Extract to read.
# How does the verification step operations using FRI polynomial commitments in zk-STARKs?

I have been going through the lectures in ZKP MOOC here youtube series.

I am trying to understand the zk-STARKs discussed in video ZKP MOOC Lecture 8: FRI-based Polynomial Commitments and Fiat-Shamir. In this video, the lecturer discusses zk-STARK protocol. The polynomial is chosen, a merkle tree is constructed over nth roots to unity. The folding phase is run over multiple iterations to get zero degree values.

After the folding phase is done with 2 polynomials left at the end (constant values, each of degree 0), what does the verifier send as part of the query ? It has been mentioned that verifier V picks about {λ/ log (1/ρ)} entries of each folded vector and confirming each in a prescribed linear combination of relevant 2 entries of previous vector. What does this sentence mean ? What does the prover respond to the verifier query along with the authentication path ? In the same example, can someone please explain how verification is done in FRI based polynomial commitments ? I mean values/parameters exchanged during verification step ? Or please provide a reference where I can get more clear explanation.

How does the verifier verifies exactly whether folding phase has been executed by the prover correctly in FRI ?

Thank you.

FRI is not a polynomial commitment scheme per se, although it can be coerced into that interface. What FRI is in exact terms, is an interactive protocol for establishing that committed codeword has low degree. It works for a specific class of Reed-Solomon codes. You can think of a Reed-Solomon codeword as the set of evaluations of some low-degree polynomial $$f(X)$$ on a large enough domain $$D$$. So you can identify codewords with low-degree polynomials and vice versa.

In order for FRI to work, the domain $$D$$ has to have a special structure: it must be either a) a subgroup of order $$n$$, or b) a coset of this subgroup. The code length $$n$$, which coincides with the size of the domain and the cardinality of the subgroup or coset, must be a power of 2.* So $$D$$ can be described as $$D = \{\varrho \cdot \omega^i \, | \, i \in \mathbb{Z} \}$$ where $$\omega$$ is a primitive $$n$$ th root of unity (or equivalently, a generator of the subgroup of order $$n$$), and $$\varrho$$ is an offset that does not live in this group and determines the coset. The maximum degree of polynomials is $$k-1 < n$$, and an important quantity for determining security or query complexity is the rate $$\rho = \frac{k}{n}$$.

Data items.
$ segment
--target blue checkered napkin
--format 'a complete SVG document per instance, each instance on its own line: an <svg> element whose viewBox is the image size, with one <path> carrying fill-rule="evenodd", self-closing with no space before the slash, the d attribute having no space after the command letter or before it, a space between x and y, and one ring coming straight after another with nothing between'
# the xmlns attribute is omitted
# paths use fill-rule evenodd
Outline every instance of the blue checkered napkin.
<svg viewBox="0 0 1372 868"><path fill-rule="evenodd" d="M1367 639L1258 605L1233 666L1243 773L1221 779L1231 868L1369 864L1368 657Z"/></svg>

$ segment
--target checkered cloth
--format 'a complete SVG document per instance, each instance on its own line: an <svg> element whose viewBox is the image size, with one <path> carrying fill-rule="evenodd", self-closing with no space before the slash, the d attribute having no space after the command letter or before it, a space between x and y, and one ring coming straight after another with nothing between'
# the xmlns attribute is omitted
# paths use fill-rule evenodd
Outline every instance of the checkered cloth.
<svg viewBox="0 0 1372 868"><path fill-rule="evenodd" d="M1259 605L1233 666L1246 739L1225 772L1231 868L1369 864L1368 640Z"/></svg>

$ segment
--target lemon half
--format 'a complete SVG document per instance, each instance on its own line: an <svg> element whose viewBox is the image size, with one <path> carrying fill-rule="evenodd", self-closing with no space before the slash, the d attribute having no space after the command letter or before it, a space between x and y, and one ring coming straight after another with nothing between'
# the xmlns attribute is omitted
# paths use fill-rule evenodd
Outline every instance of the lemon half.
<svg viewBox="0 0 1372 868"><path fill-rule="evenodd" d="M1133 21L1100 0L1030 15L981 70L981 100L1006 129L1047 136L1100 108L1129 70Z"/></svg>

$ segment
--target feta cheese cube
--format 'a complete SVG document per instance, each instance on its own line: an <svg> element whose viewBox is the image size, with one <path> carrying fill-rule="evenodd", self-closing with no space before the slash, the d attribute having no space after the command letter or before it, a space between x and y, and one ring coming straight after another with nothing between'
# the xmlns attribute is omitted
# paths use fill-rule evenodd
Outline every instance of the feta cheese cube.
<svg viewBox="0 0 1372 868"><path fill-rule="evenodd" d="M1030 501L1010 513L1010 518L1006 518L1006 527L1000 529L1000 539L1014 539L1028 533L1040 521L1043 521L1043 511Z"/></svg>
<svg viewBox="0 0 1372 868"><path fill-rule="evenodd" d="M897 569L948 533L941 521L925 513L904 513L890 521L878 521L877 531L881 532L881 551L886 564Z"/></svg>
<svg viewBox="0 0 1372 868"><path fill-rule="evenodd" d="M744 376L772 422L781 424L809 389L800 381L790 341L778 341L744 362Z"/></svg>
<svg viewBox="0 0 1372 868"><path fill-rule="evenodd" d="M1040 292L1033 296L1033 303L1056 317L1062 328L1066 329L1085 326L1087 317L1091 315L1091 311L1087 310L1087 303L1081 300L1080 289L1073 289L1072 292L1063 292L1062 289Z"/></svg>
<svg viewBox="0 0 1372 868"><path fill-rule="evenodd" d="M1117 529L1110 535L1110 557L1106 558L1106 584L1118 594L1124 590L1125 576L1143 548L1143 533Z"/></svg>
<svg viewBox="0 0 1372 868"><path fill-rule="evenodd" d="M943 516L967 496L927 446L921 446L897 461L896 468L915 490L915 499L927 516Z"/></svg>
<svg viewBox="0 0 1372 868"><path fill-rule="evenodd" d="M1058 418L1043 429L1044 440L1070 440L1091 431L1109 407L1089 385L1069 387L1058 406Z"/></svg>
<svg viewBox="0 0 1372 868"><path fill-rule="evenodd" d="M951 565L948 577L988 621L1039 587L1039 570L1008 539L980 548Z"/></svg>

Directions for this task.
Using the FRI text above the records, answer each item below.
(a) How many polynomials remain once the folding phase is done, and what degree does each have?
(b) For what class of codes does FRI work?
(c) What must the code length n be?

Response to the exercise.
(a) Two polynomials remain. Each is a constant value of degree 0.
(b) FRI works for a specific class of Reed-Solomon codes.
(c) The code length n must be a power of 2.